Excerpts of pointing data
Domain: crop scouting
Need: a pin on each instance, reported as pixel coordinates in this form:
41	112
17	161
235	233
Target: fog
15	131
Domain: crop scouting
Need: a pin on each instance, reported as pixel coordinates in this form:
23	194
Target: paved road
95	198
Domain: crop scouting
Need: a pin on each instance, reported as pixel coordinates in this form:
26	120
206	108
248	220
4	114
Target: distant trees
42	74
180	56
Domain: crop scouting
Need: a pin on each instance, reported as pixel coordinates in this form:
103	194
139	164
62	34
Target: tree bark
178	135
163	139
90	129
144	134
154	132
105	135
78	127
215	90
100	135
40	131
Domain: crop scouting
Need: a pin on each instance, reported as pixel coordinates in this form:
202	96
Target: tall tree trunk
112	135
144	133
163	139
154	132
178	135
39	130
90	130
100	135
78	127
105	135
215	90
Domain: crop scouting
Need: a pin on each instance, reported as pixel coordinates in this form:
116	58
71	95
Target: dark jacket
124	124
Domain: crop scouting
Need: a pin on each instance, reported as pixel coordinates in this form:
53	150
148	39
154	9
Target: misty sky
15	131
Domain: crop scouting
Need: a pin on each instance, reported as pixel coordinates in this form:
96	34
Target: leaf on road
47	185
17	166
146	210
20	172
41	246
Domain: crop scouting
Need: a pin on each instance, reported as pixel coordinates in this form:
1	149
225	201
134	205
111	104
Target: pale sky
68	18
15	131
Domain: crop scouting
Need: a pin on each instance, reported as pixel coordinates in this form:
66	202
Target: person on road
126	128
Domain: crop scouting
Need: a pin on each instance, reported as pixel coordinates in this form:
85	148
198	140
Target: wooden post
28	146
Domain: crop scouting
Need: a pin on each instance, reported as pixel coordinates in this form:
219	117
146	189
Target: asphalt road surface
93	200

→ **Written request**: Reproduce the rows above, swapping "crop scouting" for "field survey" wherever it occurs and changing nothing else.

→ **Solution for this problem**:
Domain: field survey
Need: a pin on each instance, reported as pixel coordinates in this form:
41	112
17	161
235	233
Target: fog
15	131
Domain: field survey
Need: a pin on each instance, reported as pixel coordinates in this form:
23	194
Target: paved road
95	198
Domain: field survey
Need: a pin on each instance, reported as pixel coordinates in this form:
26	120
206	108
248	220
4	114
Target: distant trees
42	74
180	56
Domain: field survey
Need: a pin on each instance, reported as pixel coordinates in this form:
103	194
139	164
62	34
Target: tree bark
178	135
163	139
90	129
144	134
154	132
105	135
78	127
215	90
100	135
40	131
Domain: field survey
Need: a pin on each instance, reported as pixel coordinates in this form:
202	96
Target: tall tree trunk
112	135
144	133
163	139
154	132
178	135
39	130
90	130
100	135
78	127
105	135
215	90
Domain: field survey
Need: a pin on each instance, reported as pixel coordinates in this form:
116	58
71	95
Target: dark jacket
124	124
Domain: field survey
Need: a pin on each instance, reported as pixel coordinates in this form:
53	150
148	39
154	9
Target: misty sky
15	131
Domain: field survey
Need: a pin on each instance, reported as pixel coordinates in this form:
96	34
Target: leaf on road
47	185
17	166
146	210
20	172
41	246
Domain: field survey
Need: a pin on each instance, reported as pixel coordinates in this form:
1	149
225	201
134	205
111	104
Target: pale sky
68	18
15	131
Domain: field survey
Need: a pin on each instance, reported as pixel coordinates in this form:
66	202
Target: person on road
126	128
Domain: field survey
Need: a pin on each instance, reported as pixel coordinates in this form:
85	148
198	140
Target: wooden post
28	146
Domain: field survey
Need: a pin on each instance, reported as pixel coordinates in this form:
219	117
146	189
Target: asphalt road surface
93	200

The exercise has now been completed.